Stored rows:
━━━━
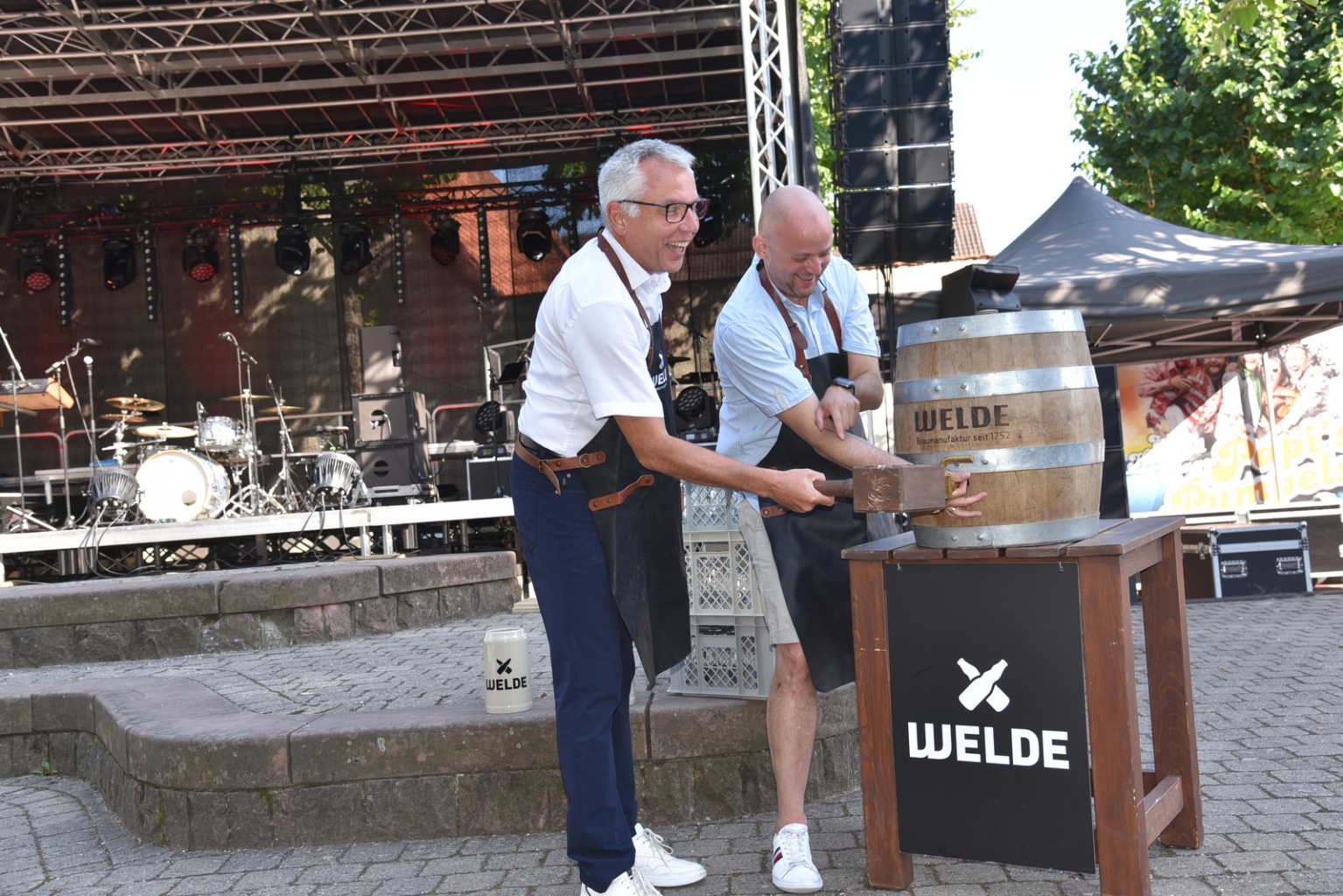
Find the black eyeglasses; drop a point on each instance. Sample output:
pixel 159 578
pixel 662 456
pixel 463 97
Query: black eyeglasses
pixel 675 211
━━━━
What is expected:
Repeat every line above in full, keeping the wording and the sample coordinates unchanged. Multiply each pixel coordinate given as an answer by 1.45, round to whole numbers with halves going up, and leave the pictures out.

Answer in full:
Find the black eyeglasses; drop a point on each instance. Sample output:
pixel 159 578
pixel 662 456
pixel 463 97
Query: black eyeglasses
pixel 979 306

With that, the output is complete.